| DIRECTIONS FOR THIS TASK |
Edit everything from the line containing "Labeling tool export check — re-detect every grass lawn" down to the line containing "[0,52,500,378]" by changing "white building" to "pale building". Give those lines of the data back with nothing else altered.

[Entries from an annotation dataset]
[Begin]

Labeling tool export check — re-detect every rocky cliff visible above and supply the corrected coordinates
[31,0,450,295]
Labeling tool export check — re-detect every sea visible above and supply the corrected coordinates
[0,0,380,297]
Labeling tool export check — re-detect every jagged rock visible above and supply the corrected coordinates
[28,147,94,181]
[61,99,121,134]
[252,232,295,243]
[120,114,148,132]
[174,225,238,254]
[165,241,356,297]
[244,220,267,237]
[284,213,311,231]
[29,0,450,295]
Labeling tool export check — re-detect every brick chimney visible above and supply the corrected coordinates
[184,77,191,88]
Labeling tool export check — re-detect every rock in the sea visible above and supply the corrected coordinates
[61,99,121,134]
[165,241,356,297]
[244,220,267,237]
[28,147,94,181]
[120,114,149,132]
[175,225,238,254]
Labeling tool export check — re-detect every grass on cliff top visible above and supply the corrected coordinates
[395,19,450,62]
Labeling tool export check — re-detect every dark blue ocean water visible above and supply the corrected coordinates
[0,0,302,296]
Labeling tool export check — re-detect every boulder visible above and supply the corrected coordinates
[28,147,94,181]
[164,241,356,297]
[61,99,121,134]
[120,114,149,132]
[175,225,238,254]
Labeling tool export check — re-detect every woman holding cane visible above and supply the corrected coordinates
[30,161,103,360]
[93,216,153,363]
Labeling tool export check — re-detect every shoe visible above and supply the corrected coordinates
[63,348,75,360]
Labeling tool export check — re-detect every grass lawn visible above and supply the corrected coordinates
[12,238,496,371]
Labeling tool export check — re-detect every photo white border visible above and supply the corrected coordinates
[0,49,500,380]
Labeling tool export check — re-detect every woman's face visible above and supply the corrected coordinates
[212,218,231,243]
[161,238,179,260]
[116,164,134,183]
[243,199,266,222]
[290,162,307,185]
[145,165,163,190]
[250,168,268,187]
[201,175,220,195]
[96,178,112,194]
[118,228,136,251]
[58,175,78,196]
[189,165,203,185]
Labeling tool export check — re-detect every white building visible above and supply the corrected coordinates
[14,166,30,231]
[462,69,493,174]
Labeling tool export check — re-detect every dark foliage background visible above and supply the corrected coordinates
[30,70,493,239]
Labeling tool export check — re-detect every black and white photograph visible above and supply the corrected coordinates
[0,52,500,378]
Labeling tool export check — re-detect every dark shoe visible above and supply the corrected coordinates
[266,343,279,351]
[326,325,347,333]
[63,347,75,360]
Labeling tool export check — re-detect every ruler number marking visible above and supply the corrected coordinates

[End]

| FULL OUTPUT |
Labeling tool export check — re-detect every grass lawn visible above and supply the corrected coordinates
[12,238,496,371]
Labeling tool export check — re-detect every photo white border visible above and supply the corrected coordinates
[0,49,500,380]
Labeling tool export check — re-detect every woman's face visible above and supply the corrected coordinates
[212,218,231,243]
[161,238,179,260]
[116,164,134,183]
[243,199,266,222]
[290,162,307,185]
[145,165,163,190]
[250,168,268,187]
[201,175,220,195]
[96,178,112,194]
[118,228,136,251]
[58,175,78,196]
[189,165,203,185]
Labeling tool export check — re-detect every pale building visible above and supply the corrected coordinates
[14,166,30,231]
[462,69,493,174]
Labeling tool export check — re-detect every dark foliage background visible above and supply the corrected coordinates
[30,70,493,239]
Labeling tool export check — re-detect every black and white photograph visible above and supply the corrected coordinates
[0,52,500,378]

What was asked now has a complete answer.